## [Data to process]
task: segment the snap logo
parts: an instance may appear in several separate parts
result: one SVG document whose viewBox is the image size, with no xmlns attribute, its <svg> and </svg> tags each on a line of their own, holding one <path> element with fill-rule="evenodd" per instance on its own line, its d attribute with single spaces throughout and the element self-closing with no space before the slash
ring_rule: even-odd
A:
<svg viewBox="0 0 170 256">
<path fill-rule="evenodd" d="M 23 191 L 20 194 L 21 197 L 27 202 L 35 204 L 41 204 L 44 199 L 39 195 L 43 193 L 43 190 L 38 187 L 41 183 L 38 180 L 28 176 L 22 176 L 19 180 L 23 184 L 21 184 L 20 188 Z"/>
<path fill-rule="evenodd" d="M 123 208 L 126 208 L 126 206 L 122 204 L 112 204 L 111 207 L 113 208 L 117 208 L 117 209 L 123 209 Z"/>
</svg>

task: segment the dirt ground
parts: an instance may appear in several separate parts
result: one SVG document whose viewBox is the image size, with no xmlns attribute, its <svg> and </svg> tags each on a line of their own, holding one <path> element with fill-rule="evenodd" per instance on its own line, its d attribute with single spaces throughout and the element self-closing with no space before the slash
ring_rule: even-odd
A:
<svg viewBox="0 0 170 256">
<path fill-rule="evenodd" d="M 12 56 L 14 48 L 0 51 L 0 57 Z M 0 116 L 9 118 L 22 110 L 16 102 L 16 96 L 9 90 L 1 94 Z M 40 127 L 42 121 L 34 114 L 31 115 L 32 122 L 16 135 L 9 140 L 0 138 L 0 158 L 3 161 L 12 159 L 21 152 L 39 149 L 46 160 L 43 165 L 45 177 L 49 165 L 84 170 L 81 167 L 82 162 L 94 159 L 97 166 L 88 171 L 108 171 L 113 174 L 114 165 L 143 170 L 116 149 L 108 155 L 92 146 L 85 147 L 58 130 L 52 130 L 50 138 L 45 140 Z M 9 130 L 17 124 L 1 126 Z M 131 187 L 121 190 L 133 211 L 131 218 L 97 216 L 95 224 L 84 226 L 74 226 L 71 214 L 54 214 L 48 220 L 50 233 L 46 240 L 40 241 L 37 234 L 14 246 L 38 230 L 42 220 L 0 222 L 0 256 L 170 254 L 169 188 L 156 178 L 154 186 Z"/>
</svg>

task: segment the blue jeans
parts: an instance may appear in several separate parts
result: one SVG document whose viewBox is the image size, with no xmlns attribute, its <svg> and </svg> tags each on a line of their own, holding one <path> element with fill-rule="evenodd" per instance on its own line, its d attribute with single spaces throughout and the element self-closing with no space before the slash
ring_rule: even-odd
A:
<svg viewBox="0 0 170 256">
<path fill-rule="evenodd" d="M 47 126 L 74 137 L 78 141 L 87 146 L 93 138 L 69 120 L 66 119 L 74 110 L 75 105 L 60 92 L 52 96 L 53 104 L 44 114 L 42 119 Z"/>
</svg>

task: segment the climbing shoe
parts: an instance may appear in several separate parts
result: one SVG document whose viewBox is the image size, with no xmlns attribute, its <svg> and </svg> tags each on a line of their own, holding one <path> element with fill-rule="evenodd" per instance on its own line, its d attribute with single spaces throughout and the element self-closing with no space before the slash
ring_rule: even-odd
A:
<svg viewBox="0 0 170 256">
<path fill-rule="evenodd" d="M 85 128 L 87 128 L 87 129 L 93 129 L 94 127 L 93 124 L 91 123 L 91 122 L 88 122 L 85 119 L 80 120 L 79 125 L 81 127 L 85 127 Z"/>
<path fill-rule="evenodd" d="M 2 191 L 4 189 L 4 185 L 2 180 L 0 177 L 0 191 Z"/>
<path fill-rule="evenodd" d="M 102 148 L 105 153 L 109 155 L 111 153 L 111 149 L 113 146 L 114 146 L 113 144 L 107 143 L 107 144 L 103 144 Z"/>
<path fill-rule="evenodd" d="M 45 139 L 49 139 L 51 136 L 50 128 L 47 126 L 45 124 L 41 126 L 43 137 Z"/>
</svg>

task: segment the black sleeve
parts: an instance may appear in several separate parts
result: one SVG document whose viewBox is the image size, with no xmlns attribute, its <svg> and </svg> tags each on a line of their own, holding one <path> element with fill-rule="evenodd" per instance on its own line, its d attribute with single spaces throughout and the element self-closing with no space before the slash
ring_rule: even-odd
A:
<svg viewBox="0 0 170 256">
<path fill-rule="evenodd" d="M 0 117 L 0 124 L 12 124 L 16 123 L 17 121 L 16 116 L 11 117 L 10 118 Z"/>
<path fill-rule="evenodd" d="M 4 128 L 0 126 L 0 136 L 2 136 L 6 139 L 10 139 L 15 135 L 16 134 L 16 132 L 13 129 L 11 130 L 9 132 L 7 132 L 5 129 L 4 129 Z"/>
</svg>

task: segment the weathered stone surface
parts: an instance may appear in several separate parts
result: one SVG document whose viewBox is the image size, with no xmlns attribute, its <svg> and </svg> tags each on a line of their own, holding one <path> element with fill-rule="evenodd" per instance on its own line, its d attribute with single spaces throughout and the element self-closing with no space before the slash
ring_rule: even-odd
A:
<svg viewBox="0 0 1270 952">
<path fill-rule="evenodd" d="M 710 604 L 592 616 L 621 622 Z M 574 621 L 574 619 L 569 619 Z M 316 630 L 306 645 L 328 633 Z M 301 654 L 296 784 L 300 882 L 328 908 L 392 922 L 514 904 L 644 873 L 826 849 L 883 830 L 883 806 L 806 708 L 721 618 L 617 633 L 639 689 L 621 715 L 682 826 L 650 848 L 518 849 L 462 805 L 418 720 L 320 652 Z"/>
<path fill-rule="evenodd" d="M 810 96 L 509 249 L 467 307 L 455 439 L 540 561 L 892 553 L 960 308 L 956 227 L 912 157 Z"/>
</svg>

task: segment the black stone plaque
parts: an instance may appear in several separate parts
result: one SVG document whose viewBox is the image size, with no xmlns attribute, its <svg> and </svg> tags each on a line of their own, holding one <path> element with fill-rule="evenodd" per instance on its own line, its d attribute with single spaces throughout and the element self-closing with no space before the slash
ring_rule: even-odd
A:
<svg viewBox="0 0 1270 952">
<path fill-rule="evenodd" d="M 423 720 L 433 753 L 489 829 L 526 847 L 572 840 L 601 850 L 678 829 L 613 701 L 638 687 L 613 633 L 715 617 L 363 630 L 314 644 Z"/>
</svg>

## [Your instructions]
Put every line of the items above into a single numbered list, omitting any blank lines.

## [Exercise solution]
1. task: segment the snap logo
2. parts: an instance may appear in several separate parts
3. result: one SVG document whose viewBox is the image size, with no xmlns attribute, its <svg> and </svg> tags each on a line of their own, holding one <path> element with fill-rule="evenodd" per instance on its own line, its d attribute with single spaces throughout and the element self-closing with no space before the slash
4. ring_rule: even-odd
5. A:
6. <svg viewBox="0 0 170 256">
7. <path fill-rule="evenodd" d="M 23 191 L 20 194 L 21 197 L 27 202 L 35 204 L 41 204 L 44 199 L 39 195 L 43 193 L 43 190 L 38 187 L 41 183 L 38 180 L 28 176 L 22 176 L 19 180 L 23 184 L 21 184 L 20 188 Z"/>
8. <path fill-rule="evenodd" d="M 123 208 L 126 208 L 126 206 L 122 204 L 112 204 L 111 207 L 113 208 L 117 208 L 117 209 L 123 209 Z"/>
9. </svg>
10. task: segment the dirt ground
11. parts: an instance may appear in several separate parts
12. result: one SVG document whose viewBox is the image size, with no xmlns attribute, its <svg> and </svg> tags each on a line of their own, holding one <path> element with fill-rule="evenodd" per instance on its own line, its d attribute with single spaces throughout and the element self-closing with no space before the slash
13. ring_rule: even-odd
14. A:
15. <svg viewBox="0 0 170 256">
16. <path fill-rule="evenodd" d="M 12 56 L 14 48 L 0 51 L 0 57 Z M 0 116 L 9 118 L 22 110 L 16 102 L 16 96 L 9 90 L 1 94 Z M 40 127 L 42 121 L 34 114 L 31 115 L 32 122 L 16 135 L 9 140 L 0 138 L 0 158 L 3 161 L 12 159 L 21 152 L 39 149 L 46 160 L 43 165 L 45 177 L 49 165 L 84 170 L 81 167 L 82 162 L 94 159 L 97 166 L 88 171 L 108 171 L 113 174 L 114 165 L 143 170 L 116 149 L 108 155 L 92 146 L 85 147 L 58 130 L 52 130 L 50 138 L 45 140 Z M 9 130 L 17 124 L 1 126 Z M 131 187 L 121 190 L 133 211 L 131 218 L 97 216 L 95 224 L 84 226 L 74 226 L 71 214 L 54 214 L 48 220 L 50 233 L 46 240 L 40 241 L 37 234 L 14 246 L 38 230 L 42 220 L 0 222 L 0 256 L 170 254 L 169 188 L 156 178 L 154 186 Z"/>
17. </svg>
18. task: segment the blue jeans
19. parts: an instance may appear in several separate parts
20. result: one SVG document whose viewBox is the image size, with no xmlns attribute, its <svg> and </svg> tags each on a line of their own, holding one <path> element with fill-rule="evenodd" per instance on its own line, its d attribute with single spaces throughout and the element self-closing with no space before the slash
21. ring_rule: even-odd
22. A:
23. <svg viewBox="0 0 170 256">
24. <path fill-rule="evenodd" d="M 47 126 L 74 137 L 78 141 L 87 146 L 93 138 L 69 120 L 66 119 L 74 110 L 75 105 L 60 92 L 52 96 L 53 104 L 44 114 L 42 119 Z"/>
25. </svg>
26. task: segment the climbing shoe
27. parts: an instance may appear in several separate parts
28. result: one SVG document whose viewBox is the image size, with no xmlns attribute, its <svg> and </svg> tags each on a line of their own, holding one <path> element with fill-rule="evenodd" per instance on its own line, its d attribute with single spaces throughout and the element self-closing with no space before the slash
29. ring_rule: even-odd
30. A:
31. <svg viewBox="0 0 170 256">
32. <path fill-rule="evenodd" d="M 85 128 L 87 128 L 87 129 L 93 129 L 94 127 L 93 124 L 91 123 L 91 122 L 88 122 L 85 119 L 80 120 L 79 125 L 81 127 L 85 127 Z"/>
33. <path fill-rule="evenodd" d="M 2 191 L 4 189 L 4 185 L 2 180 L 0 177 L 0 191 Z"/>
34. <path fill-rule="evenodd" d="M 102 148 L 105 153 L 109 155 L 111 153 L 111 149 L 113 146 L 114 146 L 113 144 L 107 143 L 107 144 L 103 144 Z"/>
35. <path fill-rule="evenodd" d="M 45 139 L 49 139 L 51 136 L 50 128 L 47 126 L 45 124 L 41 126 L 43 137 Z"/>
36. </svg>
37. task: segment the black sleeve
38. parts: an instance may appear in several separate parts
39. result: one SVG document whose viewBox is the image size, with no xmlns attribute, its <svg> and </svg> tags each on a line of their own, holding one <path> element with fill-rule="evenodd" per instance on its own line, its d attribute with single spaces throughout and the element self-closing with no space before the slash
40. ring_rule: even-odd
41. A:
42. <svg viewBox="0 0 170 256">
43. <path fill-rule="evenodd" d="M 0 117 L 0 124 L 12 124 L 16 123 L 17 121 L 16 116 L 11 117 L 10 118 Z"/>
44. <path fill-rule="evenodd" d="M 4 128 L 0 126 L 0 136 L 2 136 L 6 139 L 10 139 L 15 135 L 16 134 L 16 132 L 13 129 L 11 130 L 9 132 L 7 132 L 5 129 L 4 129 Z"/>
45. </svg>
46. task: segment the weathered stone surface
47. parts: an instance may appear in several separate parts
48. result: one SVG document whose viewBox is the image size, with no xmlns attribute, its <svg> and </svg> tags each on a line of their own, holding one <path> element with fill-rule="evenodd" per instance on its own line, its d attribute with single spaces throughout and the element self-closing with no space before the slash
49. ring_rule: even-odd
50. A:
51. <svg viewBox="0 0 1270 952">
52. <path fill-rule="evenodd" d="M 710 604 L 592 616 L 621 622 Z M 574 621 L 574 619 L 569 619 Z M 316 630 L 306 645 L 328 633 Z M 301 654 L 296 784 L 300 882 L 328 908 L 392 922 L 514 904 L 644 873 L 826 849 L 883 830 L 883 806 L 806 708 L 721 618 L 617 633 L 639 689 L 621 715 L 682 826 L 650 848 L 518 849 L 462 805 L 418 720 L 320 652 Z"/>
53. <path fill-rule="evenodd" d="M 810 96 L 509 249 L 467 307 L 455 439 L 540 561 L 892 553 L 960 308 L 956 227 L 912 157 Z"/>
54. </svg>
55. task: segment the black stone plaque
56. parts: an instance may appear in several separate parts
57. result: one SVG document whose viewBox is the image size, with no xmlns attribute, its <svg> and </svg> tags each on a line of their own, holding one <path> element with fill-rule="evenodd" per instance on its own line, its d attribute with single spaces throughout and the element self-closing with no space before the slash
58. ring_rule: even-odd
59. A:
60. <svg viewBox="0 0 1270 952">
61. <path fill-rule="evenodd" d="M 423 720 L 433 753 L 489 829 L 526 847 L 572 840 L 601 850 L 678 829 L 613 701 L 638 687 L 613 633 L 715 617 L 363 630 L 314 644 Z"/>
62. </svg>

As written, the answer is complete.